ACTION ITEM: Each line from the top of the listing down to and including the line with "Target: roadside vegetation" must be duplicated exactly; pictures are to be skipped.
*** DATASET CONTENT Section Begins ***
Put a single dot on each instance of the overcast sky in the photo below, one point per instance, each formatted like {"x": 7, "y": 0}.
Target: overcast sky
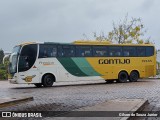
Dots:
{"x": 67, "y": 20}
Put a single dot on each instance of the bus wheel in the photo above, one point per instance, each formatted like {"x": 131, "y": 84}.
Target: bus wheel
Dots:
{"x": 38, "y": 85}
{"x": 133, "y": 76}
{"x": 48, "y": 80}
{"x": 122, "y": 77}
{"x": 109, "y": 81}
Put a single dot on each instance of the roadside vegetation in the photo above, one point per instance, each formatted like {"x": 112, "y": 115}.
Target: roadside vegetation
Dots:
{"x": 3, "y": 67}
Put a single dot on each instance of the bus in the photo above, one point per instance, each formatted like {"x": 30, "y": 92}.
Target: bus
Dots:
{"x": 42, "y": 64}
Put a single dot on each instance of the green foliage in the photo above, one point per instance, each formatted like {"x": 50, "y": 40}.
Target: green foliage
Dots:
{"x": 1, "y": 55}
{"x": 127, "y": 31}
{"x": 3, "y": 72}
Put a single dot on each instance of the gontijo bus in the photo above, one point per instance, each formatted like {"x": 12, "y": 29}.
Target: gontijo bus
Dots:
{"x": 46, "y": 63}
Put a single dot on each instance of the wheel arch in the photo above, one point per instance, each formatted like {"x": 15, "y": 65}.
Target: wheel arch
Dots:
{"x": 48, "y": 74}
{"x": 123, "y": 71}
{"x": 136, "y": 71}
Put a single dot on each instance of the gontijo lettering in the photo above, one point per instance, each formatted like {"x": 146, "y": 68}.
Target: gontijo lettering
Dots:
{"x": 114, "y": 61}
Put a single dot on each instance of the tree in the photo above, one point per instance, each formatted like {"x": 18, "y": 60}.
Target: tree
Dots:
{"x": 1, "y": 55}
{"x": 128, "y": 32}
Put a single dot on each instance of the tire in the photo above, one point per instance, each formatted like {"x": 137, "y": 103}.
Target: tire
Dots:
{"x": 109, "y": 81}
{"x": 48, "y": 80}
{"x": 38, "y": 85}
{"x": 134, "y": 76}
{"x": 122, "y": 77}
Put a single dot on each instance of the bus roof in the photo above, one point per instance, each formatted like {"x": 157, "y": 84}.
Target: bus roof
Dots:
{"x": 87, "y": 42}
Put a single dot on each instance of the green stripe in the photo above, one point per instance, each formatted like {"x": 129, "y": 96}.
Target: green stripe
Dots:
{"x": 71, "y": 67}
{"x": 84, "y": 66}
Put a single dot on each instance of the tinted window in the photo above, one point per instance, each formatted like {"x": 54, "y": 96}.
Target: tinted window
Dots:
{"x": 27, "y": 57}
{"x": 66, "y": 51}
{"x": 100, "y": 51}
{"x": 149, "y": 51}
{"x": 47, "y": 51}
{"x": 83, "y": 51}
{"x": 129, "y": 51}
{"x": 141, "y": 51}
{"x": 115, "y": 51}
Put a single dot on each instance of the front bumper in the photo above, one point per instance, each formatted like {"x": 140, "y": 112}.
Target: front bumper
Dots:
{"x": 13, "y": 81}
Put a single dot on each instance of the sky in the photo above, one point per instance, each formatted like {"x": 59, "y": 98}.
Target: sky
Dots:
{"x": 70, "y": 20}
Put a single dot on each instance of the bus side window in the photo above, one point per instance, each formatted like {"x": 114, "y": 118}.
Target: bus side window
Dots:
{"x": 47, "y": 51}
{"x": 141, "y": 51}
{"x": 100, "y": 51}
{"x": 115, "y": 51}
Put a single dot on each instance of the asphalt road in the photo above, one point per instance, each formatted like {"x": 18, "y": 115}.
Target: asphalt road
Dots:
{"x": 66, "y": 96}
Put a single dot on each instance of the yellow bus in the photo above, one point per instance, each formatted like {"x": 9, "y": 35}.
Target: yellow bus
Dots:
*** DATASET CONTENT Section Ends ***
THE ANSWER:
Put a single dot on each instance of the overcast sky in the photo below, one point per instance, each formatted like {"x": 7, "y": 0}.
Target: overcast sky
Dots:
{"x": 67, "y": 20}
Put a single dot on each instance of the bus wheel in the photo above, one point per instance, each formatted like {"x": 131, "y": 84}.
Target: bus wheel
Dots:
{"x": 38, "y": 85}
{"x": 133, "y": 76}
{"x": 48, "y": 80}
{"x": 122, "y": 77}
{"x": 109, "y": 81}
Put a single dot on each instance of the roadside vegetation in the photo above, one point per instance, each formatted like {"x": 112, "y": 115}.
Target: roadside vegetation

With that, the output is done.